Copy out, from the data, each line containing the string "below".

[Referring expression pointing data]
===

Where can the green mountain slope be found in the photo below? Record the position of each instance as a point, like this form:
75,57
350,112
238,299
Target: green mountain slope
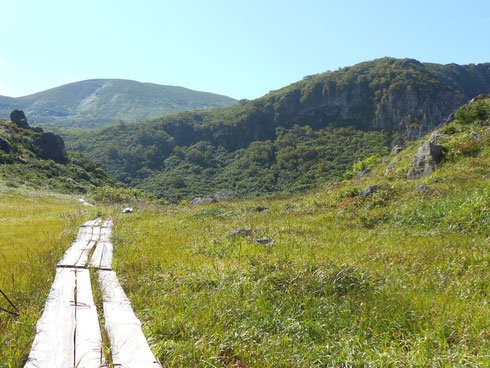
100,102
35,159
292,139
373,272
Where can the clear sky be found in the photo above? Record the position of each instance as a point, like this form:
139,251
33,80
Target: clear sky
239,48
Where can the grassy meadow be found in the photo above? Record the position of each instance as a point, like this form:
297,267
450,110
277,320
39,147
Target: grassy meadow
330,279
36,228
397,277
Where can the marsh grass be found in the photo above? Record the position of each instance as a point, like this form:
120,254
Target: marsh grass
398,278
36,228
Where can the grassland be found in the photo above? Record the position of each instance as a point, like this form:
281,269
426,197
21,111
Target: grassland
36,227
398,278
333,278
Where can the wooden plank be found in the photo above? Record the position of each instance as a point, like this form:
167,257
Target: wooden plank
128,344
88,340
53,345
102,257
77,254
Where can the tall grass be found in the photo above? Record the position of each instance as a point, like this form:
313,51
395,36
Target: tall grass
35,229
398,278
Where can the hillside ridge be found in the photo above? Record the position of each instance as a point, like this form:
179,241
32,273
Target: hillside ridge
99,102
292,139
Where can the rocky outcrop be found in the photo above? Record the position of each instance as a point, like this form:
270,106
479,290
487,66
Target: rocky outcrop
428,157
19,118
239,232
391,165
198,201
414,113
396,149
363,174
5,145
51,147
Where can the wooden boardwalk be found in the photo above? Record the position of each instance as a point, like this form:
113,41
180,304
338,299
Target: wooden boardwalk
68,333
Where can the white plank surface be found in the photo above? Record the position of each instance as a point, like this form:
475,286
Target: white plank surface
102,257
53,345
128,344
88,340
77,254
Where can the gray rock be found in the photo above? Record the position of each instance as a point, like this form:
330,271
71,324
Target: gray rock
391,165
363,174
37,129
5,145
428,157
239,232
19,118
396,149
334,185
425,189
435,136
199,201
51,147
370,190
265,241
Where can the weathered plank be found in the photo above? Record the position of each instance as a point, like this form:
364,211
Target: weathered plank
77,254
128,344
53,345
88,340
102,257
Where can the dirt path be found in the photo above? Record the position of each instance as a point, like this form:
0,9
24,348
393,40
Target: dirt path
68,333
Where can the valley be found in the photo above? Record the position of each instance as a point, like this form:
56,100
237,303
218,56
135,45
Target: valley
347,223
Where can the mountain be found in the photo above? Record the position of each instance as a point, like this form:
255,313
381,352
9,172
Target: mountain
295,138
100,102
31,157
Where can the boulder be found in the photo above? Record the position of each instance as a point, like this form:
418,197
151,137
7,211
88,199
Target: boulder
5,145
19,118
428,157
391,165
371,190
37,129
363,174
51,147
425,189
396,149
83,202
435,136
334,185
198,201
239,232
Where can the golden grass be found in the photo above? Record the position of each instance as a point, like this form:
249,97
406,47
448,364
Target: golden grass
35,229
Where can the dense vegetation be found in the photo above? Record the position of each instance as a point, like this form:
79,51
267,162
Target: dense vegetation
335,278
100,102
35,230
291,139
331,278
22,164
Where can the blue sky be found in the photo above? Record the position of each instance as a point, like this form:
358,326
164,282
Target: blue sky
241,49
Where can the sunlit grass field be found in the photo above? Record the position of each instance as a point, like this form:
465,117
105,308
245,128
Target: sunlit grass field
35,229
398,278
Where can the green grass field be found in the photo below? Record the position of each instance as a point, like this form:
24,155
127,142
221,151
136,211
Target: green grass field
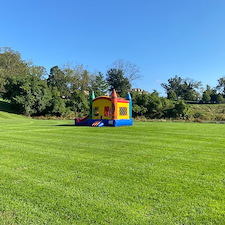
151,173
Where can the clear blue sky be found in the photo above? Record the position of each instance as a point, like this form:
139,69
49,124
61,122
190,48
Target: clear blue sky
163,37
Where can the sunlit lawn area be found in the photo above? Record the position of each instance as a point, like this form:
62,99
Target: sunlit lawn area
151,173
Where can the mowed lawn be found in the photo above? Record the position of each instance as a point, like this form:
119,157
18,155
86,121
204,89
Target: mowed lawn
150,173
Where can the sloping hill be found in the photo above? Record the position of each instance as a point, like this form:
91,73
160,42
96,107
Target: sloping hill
8,112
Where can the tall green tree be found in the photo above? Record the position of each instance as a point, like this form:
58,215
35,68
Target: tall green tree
57,79
174,84
11,64
117,81
99,85
30,94
185,89
221,85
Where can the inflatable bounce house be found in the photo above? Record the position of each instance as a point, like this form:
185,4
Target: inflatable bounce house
108,111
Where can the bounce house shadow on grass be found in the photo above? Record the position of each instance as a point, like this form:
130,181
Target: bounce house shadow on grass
65,125
7,107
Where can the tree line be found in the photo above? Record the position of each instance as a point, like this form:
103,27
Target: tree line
178,88
64,90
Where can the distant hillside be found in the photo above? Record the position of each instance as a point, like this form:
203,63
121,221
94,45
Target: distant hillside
207,112
7,111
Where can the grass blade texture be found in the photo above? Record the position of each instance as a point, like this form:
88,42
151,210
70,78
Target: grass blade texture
150,173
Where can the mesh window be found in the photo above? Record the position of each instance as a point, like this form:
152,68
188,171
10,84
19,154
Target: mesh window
123,111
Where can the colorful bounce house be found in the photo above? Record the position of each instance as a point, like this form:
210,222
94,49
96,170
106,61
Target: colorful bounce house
108,111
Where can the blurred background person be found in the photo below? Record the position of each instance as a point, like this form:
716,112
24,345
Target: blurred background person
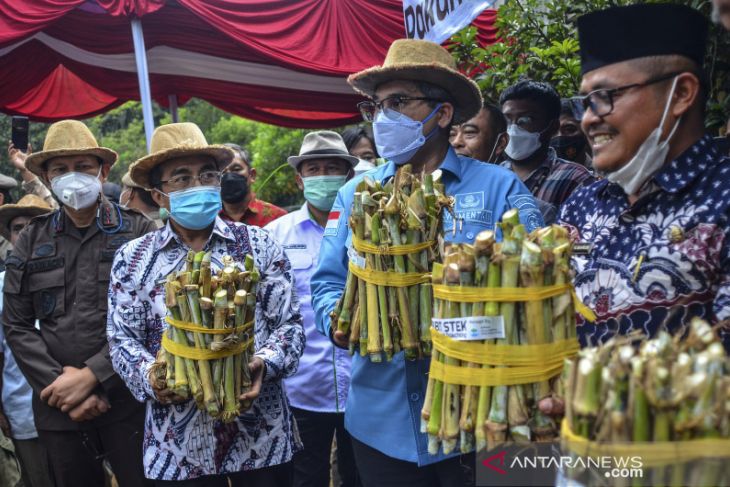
239,201
482,137
16,409
570,143
360,143
136,197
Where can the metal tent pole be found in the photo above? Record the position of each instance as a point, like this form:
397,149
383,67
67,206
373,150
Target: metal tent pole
143,77
172,100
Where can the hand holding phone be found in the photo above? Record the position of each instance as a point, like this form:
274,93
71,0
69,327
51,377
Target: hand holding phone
19,135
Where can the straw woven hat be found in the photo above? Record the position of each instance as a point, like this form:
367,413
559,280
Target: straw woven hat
417,60
176,140
68,138
29,205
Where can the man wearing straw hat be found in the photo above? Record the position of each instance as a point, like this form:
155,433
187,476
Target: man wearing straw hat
415,97
58,273
184,445
16,410
318,391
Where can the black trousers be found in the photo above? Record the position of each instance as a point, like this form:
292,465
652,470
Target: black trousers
76,457
276,476
311,466
379,470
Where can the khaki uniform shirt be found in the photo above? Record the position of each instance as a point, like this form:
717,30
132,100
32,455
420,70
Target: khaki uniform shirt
60,275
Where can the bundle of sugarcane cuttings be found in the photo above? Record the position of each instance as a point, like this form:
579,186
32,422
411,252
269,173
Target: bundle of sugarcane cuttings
209,341
667,391
387,303
486,416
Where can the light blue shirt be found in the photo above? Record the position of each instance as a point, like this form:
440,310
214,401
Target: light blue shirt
323,377
16,394
385,400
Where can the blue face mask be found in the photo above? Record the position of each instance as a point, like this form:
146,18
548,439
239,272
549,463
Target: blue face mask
321,191
195,208
398,137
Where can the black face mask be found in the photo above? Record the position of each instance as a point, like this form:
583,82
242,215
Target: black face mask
234,187
568,147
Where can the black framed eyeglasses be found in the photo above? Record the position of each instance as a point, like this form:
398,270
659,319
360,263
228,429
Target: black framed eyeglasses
601,101
183,181
368,109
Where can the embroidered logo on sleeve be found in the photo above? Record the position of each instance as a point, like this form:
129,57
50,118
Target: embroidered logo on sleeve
529,213
333,224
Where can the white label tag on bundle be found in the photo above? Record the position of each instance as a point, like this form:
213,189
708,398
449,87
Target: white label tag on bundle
356,258
471,327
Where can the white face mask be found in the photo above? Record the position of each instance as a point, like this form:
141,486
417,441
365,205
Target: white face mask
649,158
77,189
522,143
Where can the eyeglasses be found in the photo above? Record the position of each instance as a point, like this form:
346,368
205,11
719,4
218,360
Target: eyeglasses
368,109
206,178
601,101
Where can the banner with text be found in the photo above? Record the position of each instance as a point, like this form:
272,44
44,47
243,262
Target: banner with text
437,20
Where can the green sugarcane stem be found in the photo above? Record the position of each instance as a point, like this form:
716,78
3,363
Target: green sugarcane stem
374,348
230,398
641,425
451,408
345,316
182,302
426,313
410,342
386,301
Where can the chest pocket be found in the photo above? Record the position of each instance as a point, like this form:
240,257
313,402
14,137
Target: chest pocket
303,266
48,291
106,258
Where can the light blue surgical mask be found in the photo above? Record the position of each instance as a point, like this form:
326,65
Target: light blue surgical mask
195,208
321,191
398,137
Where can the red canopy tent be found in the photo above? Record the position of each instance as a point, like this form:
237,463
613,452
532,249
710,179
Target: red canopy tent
276,61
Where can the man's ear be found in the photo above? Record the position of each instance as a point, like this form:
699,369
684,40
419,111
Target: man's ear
105,169
502,141
550,131
446,114
161,200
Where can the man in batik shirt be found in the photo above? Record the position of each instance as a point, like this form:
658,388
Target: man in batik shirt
653,238
183,445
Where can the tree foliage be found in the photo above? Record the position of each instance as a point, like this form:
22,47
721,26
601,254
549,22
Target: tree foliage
539,40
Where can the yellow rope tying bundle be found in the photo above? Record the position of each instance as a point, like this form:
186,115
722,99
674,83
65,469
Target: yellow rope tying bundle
521,364
465,294
368,248
514,364
203,353
652,454
389,278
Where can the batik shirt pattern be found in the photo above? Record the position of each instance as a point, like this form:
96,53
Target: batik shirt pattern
661,261
181,442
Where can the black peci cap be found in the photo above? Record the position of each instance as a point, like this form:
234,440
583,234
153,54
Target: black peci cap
623,33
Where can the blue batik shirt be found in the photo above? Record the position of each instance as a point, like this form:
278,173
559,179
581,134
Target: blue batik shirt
180,441
660,261
385,399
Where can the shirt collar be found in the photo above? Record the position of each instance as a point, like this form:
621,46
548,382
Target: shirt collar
451,163
302,215
679,173
167,234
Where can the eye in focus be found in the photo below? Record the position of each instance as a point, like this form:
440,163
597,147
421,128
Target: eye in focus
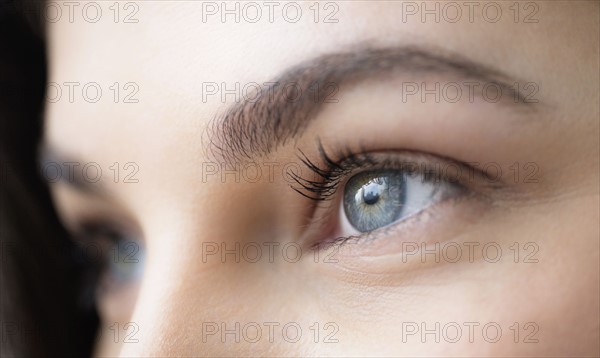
375,199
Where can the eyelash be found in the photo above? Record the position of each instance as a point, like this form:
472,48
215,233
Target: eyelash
334,173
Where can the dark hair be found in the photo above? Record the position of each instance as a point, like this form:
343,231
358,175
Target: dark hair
40,312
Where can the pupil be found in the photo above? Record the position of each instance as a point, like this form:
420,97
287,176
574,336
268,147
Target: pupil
371,193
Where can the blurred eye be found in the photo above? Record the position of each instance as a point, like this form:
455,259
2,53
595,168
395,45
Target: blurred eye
117,258
126,261
378,198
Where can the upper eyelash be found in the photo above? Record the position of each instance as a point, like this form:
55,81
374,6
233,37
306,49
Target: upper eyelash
331,175
336,170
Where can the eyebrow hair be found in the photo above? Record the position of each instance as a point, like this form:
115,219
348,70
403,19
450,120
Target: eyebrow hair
251,129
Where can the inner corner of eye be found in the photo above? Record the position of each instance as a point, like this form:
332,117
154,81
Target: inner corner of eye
378,198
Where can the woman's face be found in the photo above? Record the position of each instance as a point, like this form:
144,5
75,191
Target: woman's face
331,178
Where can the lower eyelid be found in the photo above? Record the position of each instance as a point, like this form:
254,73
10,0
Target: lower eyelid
441,223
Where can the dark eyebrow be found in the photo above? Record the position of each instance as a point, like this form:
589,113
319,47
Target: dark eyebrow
255,128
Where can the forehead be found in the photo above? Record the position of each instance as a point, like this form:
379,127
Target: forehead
136,76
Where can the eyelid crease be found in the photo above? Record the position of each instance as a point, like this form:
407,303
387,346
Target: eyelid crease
334,170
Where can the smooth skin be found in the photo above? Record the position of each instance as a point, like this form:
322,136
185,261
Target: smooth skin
375,293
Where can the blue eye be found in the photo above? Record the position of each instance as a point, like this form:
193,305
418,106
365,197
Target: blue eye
378,198
374,199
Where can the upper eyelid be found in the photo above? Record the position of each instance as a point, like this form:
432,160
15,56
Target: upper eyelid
332,172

===

# SOLUTION
Where can the green mountain slope be found in the photo below? Record the position of each instance as a point, like this form:
Where can the green grass field be found in the photo below? Record the position of each instance as a point, like this form:
Where can the blurred background person be found in the photo below? Record the position of each instance as a point, like this form:
Where can the eye in focus be found in the photo below? Record the position of each instance as a point, like this form:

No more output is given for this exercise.